- _SET PROBLEM_: Add 30 to each number in the point coordinates in the stretch from the line containing "the green roof shown in this photograph." through the end of the items, and write out every line of that stretch again, keeping all other text unchanged.

BEGIN AVAILABLE RECORDS

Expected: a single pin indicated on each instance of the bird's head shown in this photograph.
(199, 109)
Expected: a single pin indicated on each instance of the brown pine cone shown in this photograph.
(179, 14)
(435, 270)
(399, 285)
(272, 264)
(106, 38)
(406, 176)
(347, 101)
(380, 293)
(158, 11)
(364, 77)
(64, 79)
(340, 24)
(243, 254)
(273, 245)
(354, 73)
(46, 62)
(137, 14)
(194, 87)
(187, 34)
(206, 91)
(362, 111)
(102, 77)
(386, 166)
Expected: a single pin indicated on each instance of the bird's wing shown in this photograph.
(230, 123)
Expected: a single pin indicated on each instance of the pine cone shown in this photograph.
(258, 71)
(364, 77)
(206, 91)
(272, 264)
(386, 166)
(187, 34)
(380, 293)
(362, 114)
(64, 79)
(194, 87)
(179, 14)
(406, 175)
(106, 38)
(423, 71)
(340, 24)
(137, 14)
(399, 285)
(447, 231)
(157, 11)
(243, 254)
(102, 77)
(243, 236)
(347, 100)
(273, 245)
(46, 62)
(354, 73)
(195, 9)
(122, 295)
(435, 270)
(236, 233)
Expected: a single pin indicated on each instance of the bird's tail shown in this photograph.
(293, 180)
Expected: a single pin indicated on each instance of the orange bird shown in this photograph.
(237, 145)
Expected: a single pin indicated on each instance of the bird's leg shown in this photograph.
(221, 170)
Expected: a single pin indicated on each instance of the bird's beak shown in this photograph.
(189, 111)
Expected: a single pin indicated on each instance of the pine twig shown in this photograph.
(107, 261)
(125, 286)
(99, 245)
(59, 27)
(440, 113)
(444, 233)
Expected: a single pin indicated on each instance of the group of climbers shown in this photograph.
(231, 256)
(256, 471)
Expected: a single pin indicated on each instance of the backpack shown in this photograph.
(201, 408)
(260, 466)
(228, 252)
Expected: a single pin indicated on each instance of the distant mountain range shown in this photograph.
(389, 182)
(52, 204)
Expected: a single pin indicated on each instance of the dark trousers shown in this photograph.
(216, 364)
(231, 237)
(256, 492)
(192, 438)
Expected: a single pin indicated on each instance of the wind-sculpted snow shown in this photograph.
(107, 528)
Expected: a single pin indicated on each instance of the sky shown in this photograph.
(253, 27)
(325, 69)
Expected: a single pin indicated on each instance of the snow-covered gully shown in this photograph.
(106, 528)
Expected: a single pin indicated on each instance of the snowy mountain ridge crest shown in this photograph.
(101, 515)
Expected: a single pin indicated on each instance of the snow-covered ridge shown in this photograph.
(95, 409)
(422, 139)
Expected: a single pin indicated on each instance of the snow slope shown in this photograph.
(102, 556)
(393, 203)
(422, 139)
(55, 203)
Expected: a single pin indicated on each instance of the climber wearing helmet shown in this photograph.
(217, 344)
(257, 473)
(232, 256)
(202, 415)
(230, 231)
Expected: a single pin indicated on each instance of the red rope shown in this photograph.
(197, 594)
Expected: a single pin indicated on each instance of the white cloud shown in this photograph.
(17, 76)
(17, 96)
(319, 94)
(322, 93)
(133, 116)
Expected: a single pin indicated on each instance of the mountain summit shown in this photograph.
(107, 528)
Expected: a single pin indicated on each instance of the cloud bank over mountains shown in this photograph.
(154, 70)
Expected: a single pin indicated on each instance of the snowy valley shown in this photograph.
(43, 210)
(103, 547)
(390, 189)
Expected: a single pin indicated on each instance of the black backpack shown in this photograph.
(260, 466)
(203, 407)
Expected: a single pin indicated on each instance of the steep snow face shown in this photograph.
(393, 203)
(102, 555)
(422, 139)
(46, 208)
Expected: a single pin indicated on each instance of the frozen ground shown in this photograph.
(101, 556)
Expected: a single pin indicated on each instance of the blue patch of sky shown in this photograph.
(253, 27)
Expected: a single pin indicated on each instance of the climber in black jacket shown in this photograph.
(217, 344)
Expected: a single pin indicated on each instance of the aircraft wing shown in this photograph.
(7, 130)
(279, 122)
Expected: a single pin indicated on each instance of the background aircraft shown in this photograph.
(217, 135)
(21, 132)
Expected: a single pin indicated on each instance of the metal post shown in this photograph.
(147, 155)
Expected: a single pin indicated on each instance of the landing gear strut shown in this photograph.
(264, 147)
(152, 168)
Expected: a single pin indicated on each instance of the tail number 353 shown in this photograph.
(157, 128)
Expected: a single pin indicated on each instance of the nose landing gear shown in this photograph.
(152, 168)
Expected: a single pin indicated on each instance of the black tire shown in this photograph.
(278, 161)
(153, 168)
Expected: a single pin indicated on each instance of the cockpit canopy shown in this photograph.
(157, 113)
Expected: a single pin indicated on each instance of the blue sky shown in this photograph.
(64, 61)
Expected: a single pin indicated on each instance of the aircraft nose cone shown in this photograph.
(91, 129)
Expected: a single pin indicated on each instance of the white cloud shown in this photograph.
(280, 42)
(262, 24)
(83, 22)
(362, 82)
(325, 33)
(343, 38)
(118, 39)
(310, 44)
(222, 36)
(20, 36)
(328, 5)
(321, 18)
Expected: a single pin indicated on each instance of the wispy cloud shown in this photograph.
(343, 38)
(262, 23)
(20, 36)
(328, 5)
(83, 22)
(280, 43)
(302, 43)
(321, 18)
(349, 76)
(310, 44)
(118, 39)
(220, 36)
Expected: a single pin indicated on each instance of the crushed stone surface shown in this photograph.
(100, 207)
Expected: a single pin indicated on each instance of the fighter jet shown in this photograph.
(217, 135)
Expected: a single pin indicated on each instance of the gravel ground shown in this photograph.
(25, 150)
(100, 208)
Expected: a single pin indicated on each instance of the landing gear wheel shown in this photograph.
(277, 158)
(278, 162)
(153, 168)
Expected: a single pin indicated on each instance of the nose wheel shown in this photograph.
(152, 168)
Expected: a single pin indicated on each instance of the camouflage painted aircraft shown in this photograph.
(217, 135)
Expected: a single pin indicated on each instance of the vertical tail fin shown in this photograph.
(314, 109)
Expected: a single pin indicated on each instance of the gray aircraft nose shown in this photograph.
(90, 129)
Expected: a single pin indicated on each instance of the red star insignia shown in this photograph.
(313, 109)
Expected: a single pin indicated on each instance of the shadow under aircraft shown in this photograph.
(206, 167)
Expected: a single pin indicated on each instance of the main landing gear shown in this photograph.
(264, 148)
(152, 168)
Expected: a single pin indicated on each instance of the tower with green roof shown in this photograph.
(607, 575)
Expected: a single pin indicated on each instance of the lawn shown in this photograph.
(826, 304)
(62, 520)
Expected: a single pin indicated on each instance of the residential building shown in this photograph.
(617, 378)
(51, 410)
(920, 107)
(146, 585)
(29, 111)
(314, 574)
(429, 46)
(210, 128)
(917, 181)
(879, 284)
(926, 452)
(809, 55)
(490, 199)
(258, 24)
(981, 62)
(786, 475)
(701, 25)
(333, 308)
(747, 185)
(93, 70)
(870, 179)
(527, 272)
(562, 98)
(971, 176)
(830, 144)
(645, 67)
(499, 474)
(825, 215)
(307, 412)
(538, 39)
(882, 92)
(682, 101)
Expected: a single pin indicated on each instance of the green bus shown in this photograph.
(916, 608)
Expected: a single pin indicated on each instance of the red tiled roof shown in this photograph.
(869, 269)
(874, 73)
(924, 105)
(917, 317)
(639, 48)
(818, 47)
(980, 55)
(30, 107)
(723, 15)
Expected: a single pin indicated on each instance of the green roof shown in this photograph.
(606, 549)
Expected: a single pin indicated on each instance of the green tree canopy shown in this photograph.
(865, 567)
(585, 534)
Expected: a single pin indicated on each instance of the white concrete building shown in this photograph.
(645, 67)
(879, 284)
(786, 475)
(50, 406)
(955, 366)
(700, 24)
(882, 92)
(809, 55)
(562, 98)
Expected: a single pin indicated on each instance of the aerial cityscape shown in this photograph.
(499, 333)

END AVAILABLE RECORDS

- _SOLUTION TO THIS EXERCISE_:
Expected: a single pin indicated on each instance of the green roof shown in this photograph.
(636, 579)
Expected: a single pin indicated on each instance of the green tree canopy shown in this photograph.
(895, 597)
(615, 564)
Expected: a single pin indicated on each instance of the white concrete building shown in this photograph.
(675, 97)
(909, 314)
(816, 505)
(80, 436)
(985, 396)
(730, 54)
(912, 122)
(839, 85)
(592, 128)
Expected: a single pin indicated on each instance of the aerial cityscape shown in this photograph.
(529, 363)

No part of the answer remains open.